◆ EXERCISE BRIEF
Reproduce the full set of records verbatim.

Segment Start: RECORDS SUPPLIED

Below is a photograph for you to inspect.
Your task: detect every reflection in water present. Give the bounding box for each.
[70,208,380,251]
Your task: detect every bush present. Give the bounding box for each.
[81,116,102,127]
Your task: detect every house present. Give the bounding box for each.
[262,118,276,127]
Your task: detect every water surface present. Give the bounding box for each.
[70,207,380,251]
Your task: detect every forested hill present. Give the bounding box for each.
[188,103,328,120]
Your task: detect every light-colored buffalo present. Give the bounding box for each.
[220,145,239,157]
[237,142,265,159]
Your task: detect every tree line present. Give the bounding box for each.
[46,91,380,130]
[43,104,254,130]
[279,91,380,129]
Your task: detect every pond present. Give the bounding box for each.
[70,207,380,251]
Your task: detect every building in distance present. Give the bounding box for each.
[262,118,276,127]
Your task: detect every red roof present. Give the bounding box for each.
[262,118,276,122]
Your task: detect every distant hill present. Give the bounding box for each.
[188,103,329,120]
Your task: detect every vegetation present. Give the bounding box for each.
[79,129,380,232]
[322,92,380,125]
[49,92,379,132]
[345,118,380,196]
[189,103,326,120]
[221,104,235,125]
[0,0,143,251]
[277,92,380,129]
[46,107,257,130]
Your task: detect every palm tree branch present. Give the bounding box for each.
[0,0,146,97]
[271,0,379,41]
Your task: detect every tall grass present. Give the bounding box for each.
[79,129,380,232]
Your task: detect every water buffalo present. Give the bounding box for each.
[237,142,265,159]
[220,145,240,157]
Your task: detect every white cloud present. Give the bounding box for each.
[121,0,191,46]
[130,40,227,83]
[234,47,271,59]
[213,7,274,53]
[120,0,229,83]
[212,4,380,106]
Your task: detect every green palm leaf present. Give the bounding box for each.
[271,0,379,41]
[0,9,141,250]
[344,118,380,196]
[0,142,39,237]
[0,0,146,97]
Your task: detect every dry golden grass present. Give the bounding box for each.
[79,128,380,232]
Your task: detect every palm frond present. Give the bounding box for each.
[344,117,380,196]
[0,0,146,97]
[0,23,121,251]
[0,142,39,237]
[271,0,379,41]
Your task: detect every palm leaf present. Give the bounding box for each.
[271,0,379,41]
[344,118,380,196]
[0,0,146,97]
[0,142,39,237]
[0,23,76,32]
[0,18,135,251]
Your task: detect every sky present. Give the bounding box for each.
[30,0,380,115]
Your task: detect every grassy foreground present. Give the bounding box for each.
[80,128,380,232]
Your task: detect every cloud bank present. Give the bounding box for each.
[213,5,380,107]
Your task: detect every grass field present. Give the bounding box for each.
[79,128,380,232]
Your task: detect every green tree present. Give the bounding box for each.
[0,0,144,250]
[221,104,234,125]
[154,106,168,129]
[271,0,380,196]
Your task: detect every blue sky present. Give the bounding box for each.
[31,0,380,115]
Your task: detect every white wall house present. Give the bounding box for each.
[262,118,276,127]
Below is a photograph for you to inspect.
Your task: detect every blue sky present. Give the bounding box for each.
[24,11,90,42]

Segment End: RECORDS SUPPLIED

◆ ANSWER TO THIS EXERCISE
Below is a photograph for you to inspect.
Your task: detect every reflection in water present. Give the bounding box for each.
[70,208,380,251]
Your task: detect every bush present. Give the bounding box for each.
[81,116,102,127]
Your task: detect every house present. Give the bounding box for each.
[262,118,276,127]
Your task: detect every water surface present. Give the bounding box for each.
[70,207,380,251]
Your task: detect every forested hill present. Give the bounding box for each.
[188,103,328,120]
Your task: detect every light-colored buffalo present. Give the bounding box for each.
[220,145,239,157]
[237,142,265,159]
Your task: detect every tree line present. Give the bounding box for each.
[46,91,380,130]
[43,104,254,130]
[279,91,380,129]
Your task: detect every pond present. Give the bounding box for each.
[70,207,380,251]
Your task: detect every building in distance present. Give the bounding box for each.
[262,118,276,127]
Your task: detect every red roof present. Give the bounding box for each.
[262,118,276,122]
Your task: detect every distant hill present. Give the bounding box for each.
[188,103,329,120]
Your task: detect every vegetation present. Give the bounding box for each.
[79,129,380,232]
[322,92,380,125]
[49,92,379,132]
[345,118,380,196]
[189,103,326,120]
[221,104,235,125]
[0,0,143,251]
[277,92,380,129]
[46,107,257,130]
Your task: detect every palm tree branch present. Give the bounding box for each.
[0,0,146,97]
[271,0,379,41]
Your task: detect every tall grass present. Give the bounding box for each.
[79,129,380,232]
Your task: detect every water buffalo present. Give the bounding box for each.
[237,142,265,159]
[220,145,240,157]
Your task: detect every white cloud present. Give the bounding box for each.
[121,0,191,46]
[130,40,227,83]
[234,47,271,59]
[213,7,274,53]
[120,0,229,83]
[212,4,380,106]
Your task: detect every green palm leaf present. Give the bounding box for each.
[271,0,379,41]
[0,9,141,250]
[344,118,380,196]
[0,142,39,237]
[0,0,146,97]
Your task: detect every dry golden grass present. Give the bounding box for each.
[79,128,380,232]
Your task: detect every palm frond present. Give the bounding box for each.
[344,117,380,196]
[0,0,146,97]
[0,23,121,251]
[0,142,39,237]
[271,0,379,41]
Your task: detect every palm leaf present. Give the bounding box for each.
[271,0,379,41]
[344,118,380,196]
[0,0,146,97]
[0,142,39,237]
[0,23,76,32]
[0,18,135,251]
Your task: detect every sky present. Give the bounding box for each.
[30,0,380,115]
Your task: detect every grassy foreground present. Give the bounding box for each.
[80,128,380,232]
Your task: detect every cloud bank present. Give the bounding box for each.
[213,5,380,107]
Your task: detect every grass field present. Give the bounding box for each.
[79,128,380,232]
Your task: detect every green tree present. Give the bounding box for each.
[0,0,144,250]
[221,104,234,125]
[154,106,168,129]
[271,0,380,196]
Your task: detect every blue sky present. Give the bounding box for each.
[31,0,380,115]
Your task: detect every white wall house present. Give the bounding box for each.
[262,118,276,127]
Below is a photograph for you to inspect.
Your task: detect every blue sky present. Give the bounding box for each.
[24,11,90,42]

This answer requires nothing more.